The problem
Return each line below exactly as it reads, and omit any image in it.

[Dataset excerpts]
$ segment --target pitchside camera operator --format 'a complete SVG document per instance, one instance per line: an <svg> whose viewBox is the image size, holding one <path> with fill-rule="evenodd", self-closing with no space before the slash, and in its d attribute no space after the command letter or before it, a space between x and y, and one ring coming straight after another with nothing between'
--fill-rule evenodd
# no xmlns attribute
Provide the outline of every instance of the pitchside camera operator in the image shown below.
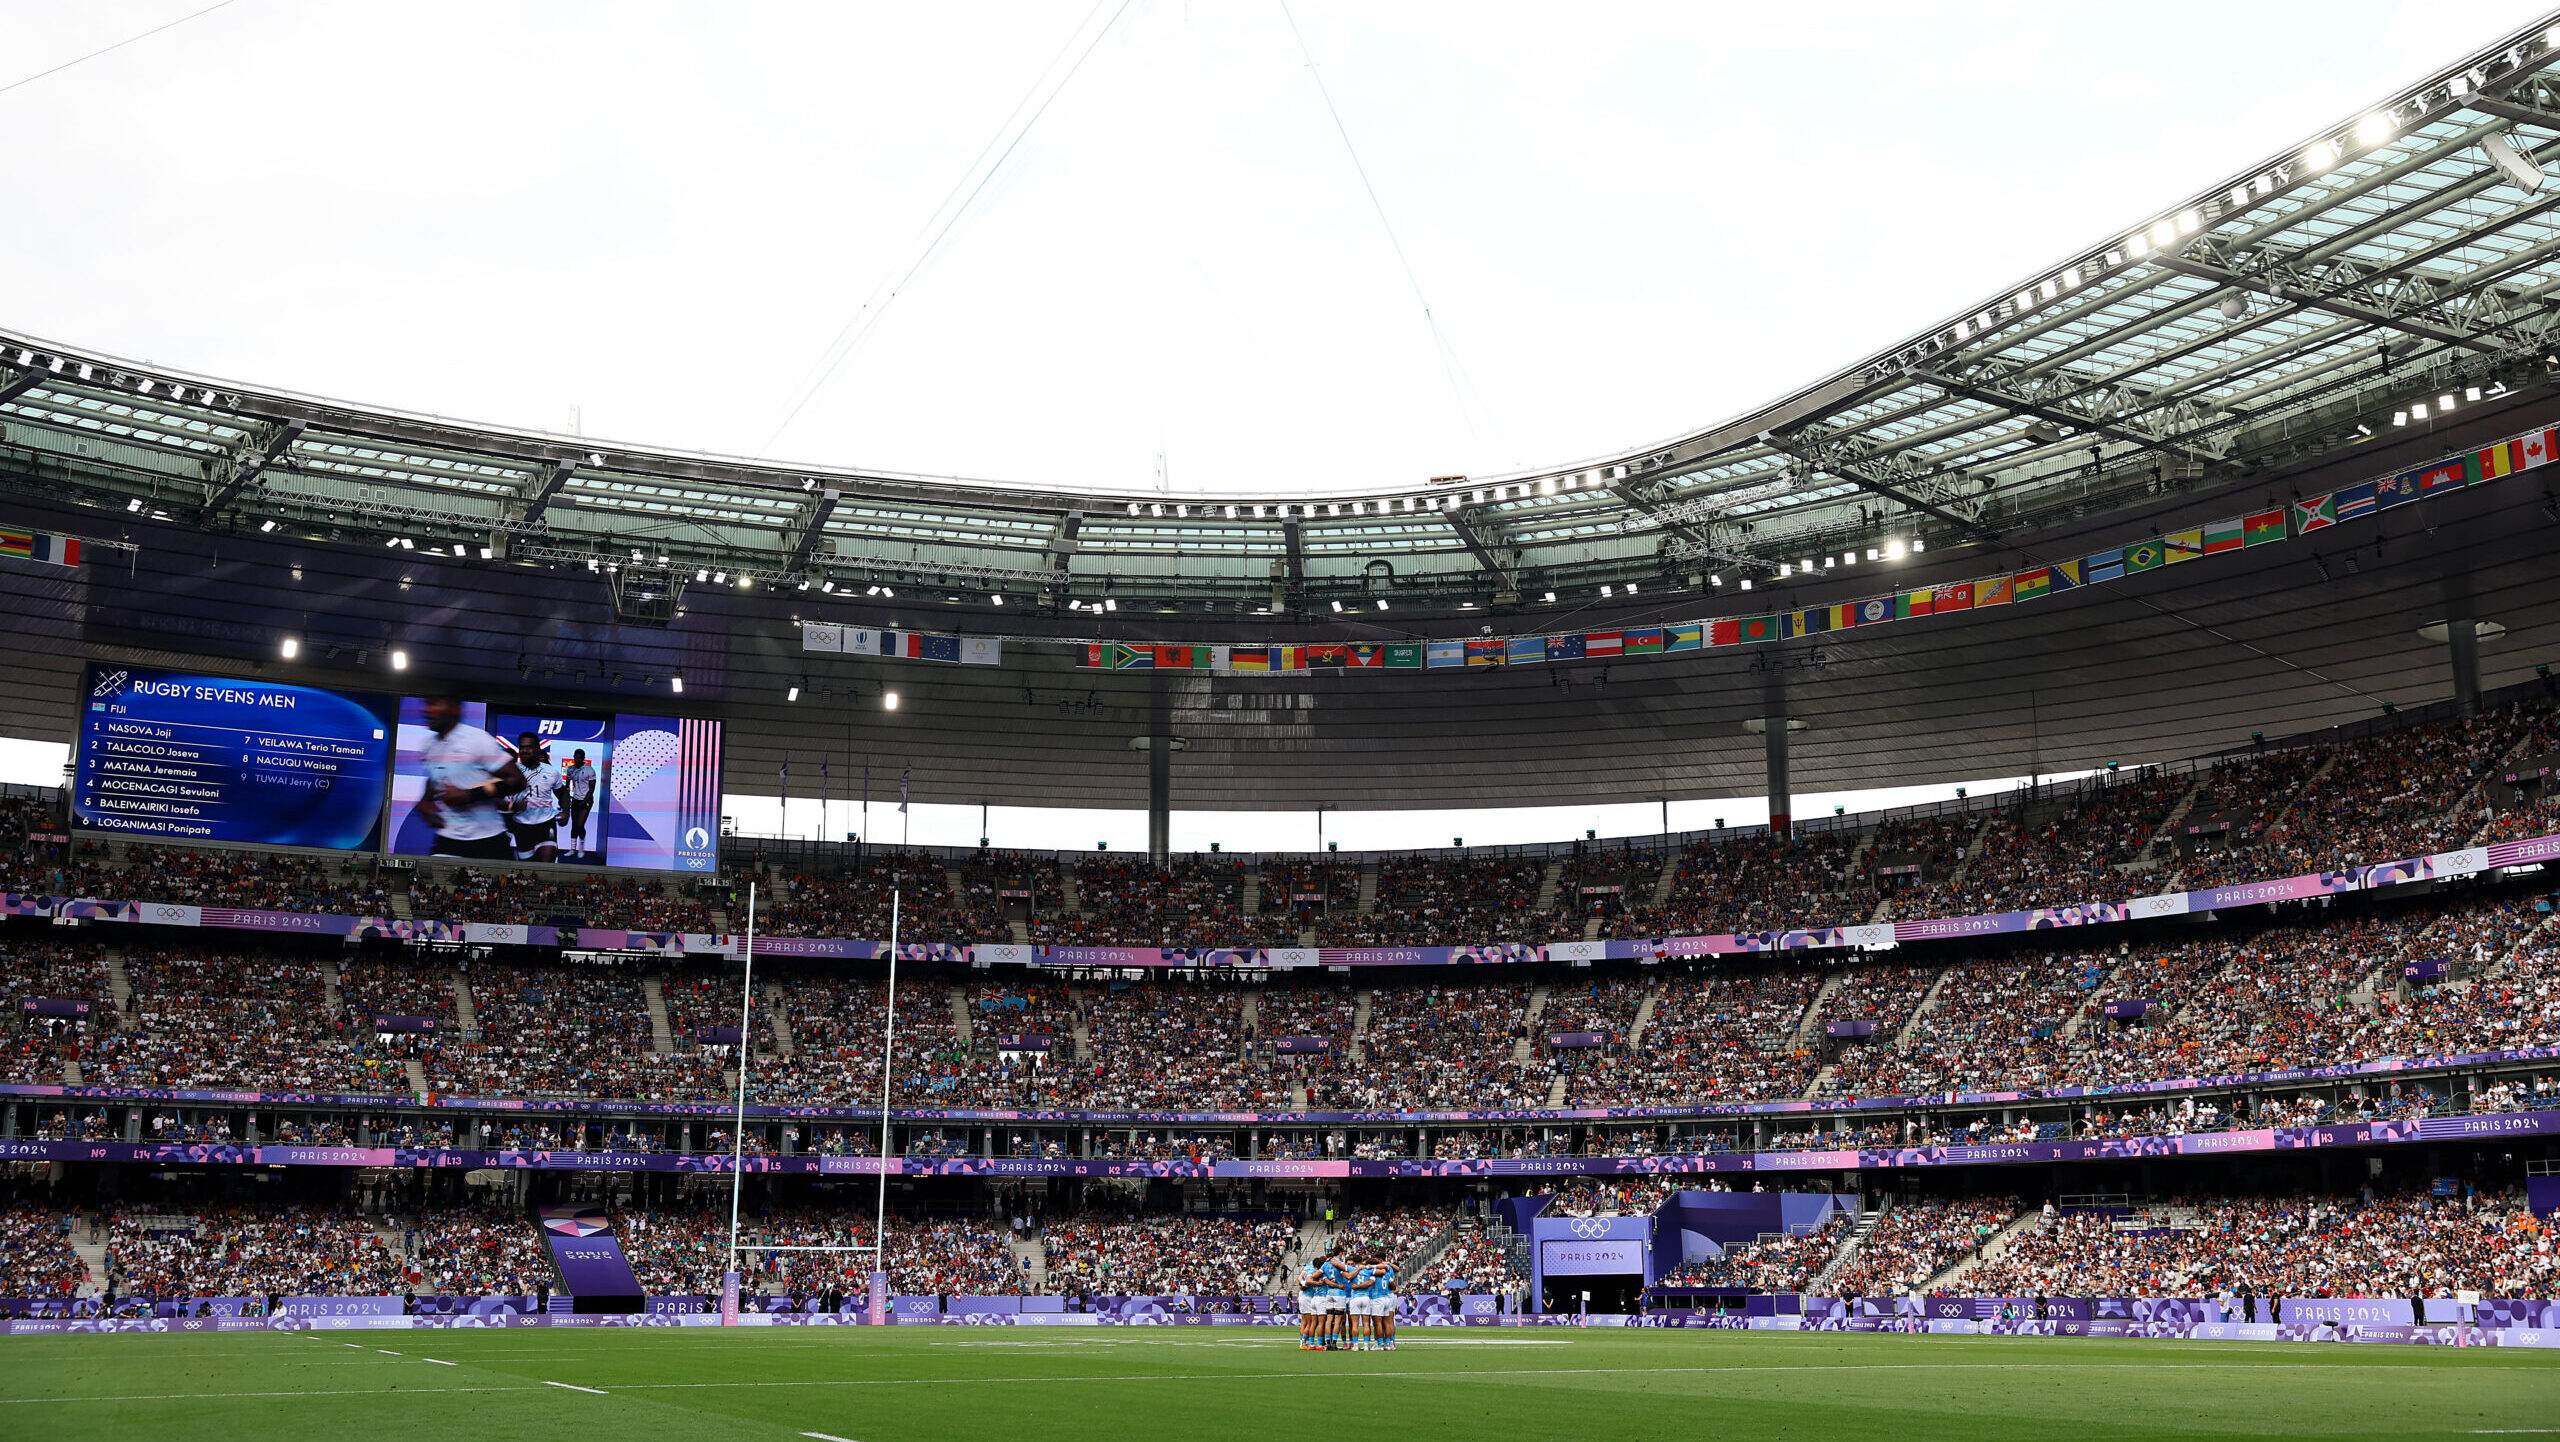
<svg viewBox="0 0 2560 1442"><path fill-rule="evenodd" d="M420 710L434 734L418 748L426 786L412 814L435 829L427 854L515 860L499 803L525 789L523 768L497 737L463 724L462 703L453 697L430 696Z"/></svg>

Exercise result
$ segment --target pitchside camera operator --format 'a complete SVG document per instance, one instance per line: an <svg> whose viewBox is the image size, holding one <path> with fill-rule="evenodd", self-closing with no space before the slash, and in its d attribute no space after the command letter or before it, a space between x and y, and one ring coming straight after another with nothing between'
--fill-rule evenodd
# no xmlns attribute
Provide the outline of every instance of the pitchside camera operator in the image shown below.
<svg viewBox="0 0 2560 1442"><path fill-rule="evenodd" d="M420 710L434 734L418 748L426 786L412 814L435 829L427 854L515 860L499 803L525 789L523 768L497 737L463 724L462 703L453 697L430 696Z"/></svg>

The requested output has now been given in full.